Convert the material below, from the line containing "the wooden ladder" down to the line containing "[92,90,243,103]", both included, into a Markdown table. Use the columns Row and Line, give each line a row number, and skip blank lines.
--- Start INFORMATION SUPPLIED ---
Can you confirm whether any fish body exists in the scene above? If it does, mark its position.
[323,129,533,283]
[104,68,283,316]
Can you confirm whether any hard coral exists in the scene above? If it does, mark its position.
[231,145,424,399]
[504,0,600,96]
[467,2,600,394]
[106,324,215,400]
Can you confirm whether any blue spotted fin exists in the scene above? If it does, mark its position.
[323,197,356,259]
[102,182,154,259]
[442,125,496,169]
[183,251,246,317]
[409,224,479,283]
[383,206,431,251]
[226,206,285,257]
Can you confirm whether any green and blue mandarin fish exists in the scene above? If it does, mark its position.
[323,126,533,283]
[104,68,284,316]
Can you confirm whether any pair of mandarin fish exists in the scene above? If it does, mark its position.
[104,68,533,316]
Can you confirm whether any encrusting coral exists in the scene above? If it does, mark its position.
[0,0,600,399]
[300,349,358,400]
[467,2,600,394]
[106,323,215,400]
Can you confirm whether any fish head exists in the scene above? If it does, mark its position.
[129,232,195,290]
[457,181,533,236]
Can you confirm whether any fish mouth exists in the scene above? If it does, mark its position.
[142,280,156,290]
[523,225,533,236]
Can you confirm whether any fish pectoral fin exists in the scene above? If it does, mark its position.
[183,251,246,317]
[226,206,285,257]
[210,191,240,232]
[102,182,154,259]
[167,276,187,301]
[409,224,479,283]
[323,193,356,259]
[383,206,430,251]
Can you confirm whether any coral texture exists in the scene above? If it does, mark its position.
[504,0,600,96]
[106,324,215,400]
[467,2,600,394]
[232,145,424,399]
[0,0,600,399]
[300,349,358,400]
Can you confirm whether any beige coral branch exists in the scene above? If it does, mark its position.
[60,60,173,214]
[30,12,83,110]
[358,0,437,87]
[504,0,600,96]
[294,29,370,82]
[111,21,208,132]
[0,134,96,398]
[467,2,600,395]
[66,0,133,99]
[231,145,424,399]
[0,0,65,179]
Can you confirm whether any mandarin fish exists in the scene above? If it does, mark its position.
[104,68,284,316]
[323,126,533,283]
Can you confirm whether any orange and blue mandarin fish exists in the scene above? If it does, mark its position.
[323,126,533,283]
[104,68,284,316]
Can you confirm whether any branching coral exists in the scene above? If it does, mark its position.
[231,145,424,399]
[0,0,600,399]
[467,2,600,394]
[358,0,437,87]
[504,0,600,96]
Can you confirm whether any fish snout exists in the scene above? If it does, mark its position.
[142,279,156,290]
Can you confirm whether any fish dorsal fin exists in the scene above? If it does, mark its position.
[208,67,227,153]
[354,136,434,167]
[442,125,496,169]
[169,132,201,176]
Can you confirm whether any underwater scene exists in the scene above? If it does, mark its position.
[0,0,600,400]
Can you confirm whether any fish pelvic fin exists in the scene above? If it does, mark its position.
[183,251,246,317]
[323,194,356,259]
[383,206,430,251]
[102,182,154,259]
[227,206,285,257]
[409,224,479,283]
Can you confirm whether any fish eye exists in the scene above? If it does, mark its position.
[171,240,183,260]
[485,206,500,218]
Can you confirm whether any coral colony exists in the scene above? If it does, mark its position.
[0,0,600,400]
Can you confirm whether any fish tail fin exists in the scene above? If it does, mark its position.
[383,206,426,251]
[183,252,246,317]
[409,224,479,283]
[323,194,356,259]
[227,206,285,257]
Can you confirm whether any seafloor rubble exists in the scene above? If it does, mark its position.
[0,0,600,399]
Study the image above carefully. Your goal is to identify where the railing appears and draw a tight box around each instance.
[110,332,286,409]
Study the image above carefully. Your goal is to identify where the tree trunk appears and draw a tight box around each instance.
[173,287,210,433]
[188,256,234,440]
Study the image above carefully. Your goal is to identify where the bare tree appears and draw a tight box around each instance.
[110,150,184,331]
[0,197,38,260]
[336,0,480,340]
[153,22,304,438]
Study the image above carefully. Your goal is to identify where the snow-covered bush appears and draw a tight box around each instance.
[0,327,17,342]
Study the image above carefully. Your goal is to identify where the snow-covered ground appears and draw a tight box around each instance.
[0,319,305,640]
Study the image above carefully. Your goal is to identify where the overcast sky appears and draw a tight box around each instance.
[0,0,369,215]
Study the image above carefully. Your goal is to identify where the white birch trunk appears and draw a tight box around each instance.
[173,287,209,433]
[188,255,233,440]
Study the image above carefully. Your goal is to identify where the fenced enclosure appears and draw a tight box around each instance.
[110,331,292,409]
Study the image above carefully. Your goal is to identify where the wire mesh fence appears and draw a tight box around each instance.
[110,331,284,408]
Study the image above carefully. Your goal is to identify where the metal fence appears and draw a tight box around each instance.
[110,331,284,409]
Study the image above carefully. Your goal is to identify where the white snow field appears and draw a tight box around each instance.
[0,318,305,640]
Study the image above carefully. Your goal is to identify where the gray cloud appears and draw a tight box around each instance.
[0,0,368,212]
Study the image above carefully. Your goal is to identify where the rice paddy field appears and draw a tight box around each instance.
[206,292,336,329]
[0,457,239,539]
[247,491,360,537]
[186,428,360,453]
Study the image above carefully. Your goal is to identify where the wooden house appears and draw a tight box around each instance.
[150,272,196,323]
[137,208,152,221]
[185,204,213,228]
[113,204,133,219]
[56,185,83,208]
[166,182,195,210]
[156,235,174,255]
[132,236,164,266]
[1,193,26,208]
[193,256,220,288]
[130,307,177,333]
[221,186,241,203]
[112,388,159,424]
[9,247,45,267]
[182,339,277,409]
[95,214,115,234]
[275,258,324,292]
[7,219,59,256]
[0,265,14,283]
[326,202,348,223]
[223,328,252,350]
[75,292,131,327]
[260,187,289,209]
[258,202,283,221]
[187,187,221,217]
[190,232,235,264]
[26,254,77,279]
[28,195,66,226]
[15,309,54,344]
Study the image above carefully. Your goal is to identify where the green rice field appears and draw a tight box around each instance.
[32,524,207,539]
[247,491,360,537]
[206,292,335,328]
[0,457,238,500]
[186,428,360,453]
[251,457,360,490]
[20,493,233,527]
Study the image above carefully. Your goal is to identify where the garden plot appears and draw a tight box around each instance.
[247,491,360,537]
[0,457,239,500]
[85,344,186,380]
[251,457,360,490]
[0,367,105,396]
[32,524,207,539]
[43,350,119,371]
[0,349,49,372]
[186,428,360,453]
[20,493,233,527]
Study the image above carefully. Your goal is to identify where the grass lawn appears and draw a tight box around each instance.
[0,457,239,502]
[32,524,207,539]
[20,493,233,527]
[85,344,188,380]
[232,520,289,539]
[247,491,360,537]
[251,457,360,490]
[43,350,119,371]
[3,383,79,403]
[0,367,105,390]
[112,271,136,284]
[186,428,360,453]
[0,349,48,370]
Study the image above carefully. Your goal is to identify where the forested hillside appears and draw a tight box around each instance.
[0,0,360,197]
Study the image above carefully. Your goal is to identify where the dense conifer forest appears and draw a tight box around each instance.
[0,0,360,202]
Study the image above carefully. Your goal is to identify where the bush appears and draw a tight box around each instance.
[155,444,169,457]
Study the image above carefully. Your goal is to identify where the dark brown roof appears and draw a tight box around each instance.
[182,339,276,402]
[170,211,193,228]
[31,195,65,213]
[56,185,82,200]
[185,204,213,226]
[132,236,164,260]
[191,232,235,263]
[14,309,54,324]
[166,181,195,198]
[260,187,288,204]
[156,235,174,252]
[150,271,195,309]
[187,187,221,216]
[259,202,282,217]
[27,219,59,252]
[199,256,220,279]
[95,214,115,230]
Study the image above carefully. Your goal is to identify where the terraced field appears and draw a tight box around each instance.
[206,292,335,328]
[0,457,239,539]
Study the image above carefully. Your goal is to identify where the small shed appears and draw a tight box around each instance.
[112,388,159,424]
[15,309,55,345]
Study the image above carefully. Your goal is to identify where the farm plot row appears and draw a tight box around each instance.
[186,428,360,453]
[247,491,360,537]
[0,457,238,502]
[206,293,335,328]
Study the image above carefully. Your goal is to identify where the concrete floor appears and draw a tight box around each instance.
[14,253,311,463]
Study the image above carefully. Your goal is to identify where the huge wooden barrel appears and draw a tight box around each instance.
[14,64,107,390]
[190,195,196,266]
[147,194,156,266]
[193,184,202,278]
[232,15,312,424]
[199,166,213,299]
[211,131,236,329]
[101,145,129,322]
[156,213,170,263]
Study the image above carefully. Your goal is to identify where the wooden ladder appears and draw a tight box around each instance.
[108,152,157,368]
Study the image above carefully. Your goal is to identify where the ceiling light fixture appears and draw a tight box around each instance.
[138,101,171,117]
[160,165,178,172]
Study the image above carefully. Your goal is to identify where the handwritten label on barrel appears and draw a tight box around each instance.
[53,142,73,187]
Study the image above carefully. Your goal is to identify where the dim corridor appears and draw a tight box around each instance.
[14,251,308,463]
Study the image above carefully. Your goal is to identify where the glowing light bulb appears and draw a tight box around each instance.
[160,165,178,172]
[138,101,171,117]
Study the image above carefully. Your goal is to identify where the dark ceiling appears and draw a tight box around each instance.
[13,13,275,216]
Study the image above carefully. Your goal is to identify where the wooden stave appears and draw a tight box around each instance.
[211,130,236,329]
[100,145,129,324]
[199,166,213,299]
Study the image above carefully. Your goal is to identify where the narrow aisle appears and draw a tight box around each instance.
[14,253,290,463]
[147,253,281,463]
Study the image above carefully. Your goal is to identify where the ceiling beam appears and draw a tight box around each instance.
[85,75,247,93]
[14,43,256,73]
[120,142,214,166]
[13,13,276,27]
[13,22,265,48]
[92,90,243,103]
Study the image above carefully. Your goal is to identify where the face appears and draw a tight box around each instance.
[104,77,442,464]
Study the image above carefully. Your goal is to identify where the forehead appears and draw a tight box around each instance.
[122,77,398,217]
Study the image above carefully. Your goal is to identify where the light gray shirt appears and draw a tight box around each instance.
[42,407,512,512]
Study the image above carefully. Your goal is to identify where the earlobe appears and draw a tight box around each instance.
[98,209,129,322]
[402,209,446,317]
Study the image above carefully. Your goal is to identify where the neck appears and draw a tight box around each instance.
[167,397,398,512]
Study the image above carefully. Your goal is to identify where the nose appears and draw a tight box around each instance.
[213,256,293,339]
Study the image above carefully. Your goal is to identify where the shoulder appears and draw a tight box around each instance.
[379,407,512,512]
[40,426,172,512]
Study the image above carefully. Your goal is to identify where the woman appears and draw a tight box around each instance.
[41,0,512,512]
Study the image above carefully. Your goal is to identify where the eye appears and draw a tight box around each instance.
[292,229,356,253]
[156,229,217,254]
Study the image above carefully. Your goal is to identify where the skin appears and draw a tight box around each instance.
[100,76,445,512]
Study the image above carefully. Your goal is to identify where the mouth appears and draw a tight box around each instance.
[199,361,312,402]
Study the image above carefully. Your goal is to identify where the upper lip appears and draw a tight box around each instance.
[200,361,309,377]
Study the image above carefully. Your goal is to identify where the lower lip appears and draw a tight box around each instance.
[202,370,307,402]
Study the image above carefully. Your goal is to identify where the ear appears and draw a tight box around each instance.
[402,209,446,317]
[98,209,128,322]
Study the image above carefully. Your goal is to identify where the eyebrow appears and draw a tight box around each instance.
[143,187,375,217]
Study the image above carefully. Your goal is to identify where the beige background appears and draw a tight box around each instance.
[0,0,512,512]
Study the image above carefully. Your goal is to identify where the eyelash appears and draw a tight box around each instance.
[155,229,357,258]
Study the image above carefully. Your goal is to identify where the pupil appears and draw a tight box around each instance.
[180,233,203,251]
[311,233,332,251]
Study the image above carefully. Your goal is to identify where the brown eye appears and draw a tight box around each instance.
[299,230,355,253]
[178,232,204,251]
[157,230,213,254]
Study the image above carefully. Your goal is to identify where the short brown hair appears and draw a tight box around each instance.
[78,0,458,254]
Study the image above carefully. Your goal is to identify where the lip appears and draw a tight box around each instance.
--- End INFORMATION SUPPLIED ---
PROBLEM SOLUTION:
| Row | Line |
|---|---|
| 1 | Study the image above carefully. Your goal is to identify where the wooden ladder appears and draw a tight box around each instance. |
| 2 | [108,152,157,368] |
| 3 | Study the image above carefully. Your goal is to identify where the ceiling light fixture appears and draw a tight box around each instance. |
| 4 | [138,101,171,117] |
| 5 | [160,165,178,172] |
| 6 | Study the image above carefully. Your goal is to identify where the handwritten label on barrel appears and draw a tight box around each instance. |
| 7 | [53,142,73,187] |
| 8 | Study the image above carefully. Your goal is to identify where the dim corridor appears and draw a tight box around each instance. |
| 9 | [14,251,308,463] |
| 10 | Study the image above carefully. Your goal is to identify where the glowing light bulb appears and draw a tight box around each instance. |
| 11 | [160,165,178,172] |
| 12 | [138,101,171,117] |
| 13 | Study the image above carefully. Your goal is to identify where the dark ceiling appears and draw a tight box around each instance. |
| 14 | [13,13,275,216] |
| 15 | Study the image above carefully. Your goal is to identify where the wooden stave appears and draw a tight box around each instance. |
| 16 | [211,130,236,329] |
| 17 | [100,145,129,324] |
| 18 | [199,166,213,299] |
| 19 | Study the image above carefully. Your goal is to identify where the narrow aisle appears and draw a tight box around each instance. |
| 20 | [14,253,290,463] |
| 21 | [147,253,281,463] |
| 22 | Study the image above carefully. Your goal is to identify where the ceiling beam appears and draw a tight box around each instance. |
| 23 | [85,75,247,93] |
| 24 | [14,43,256,73] |
| 25 | [120,142,214,166] |
| 26 | [13,13,276,27] |
| 27 | [13,22,265,48] |
| 28 | [92,90,243,103] |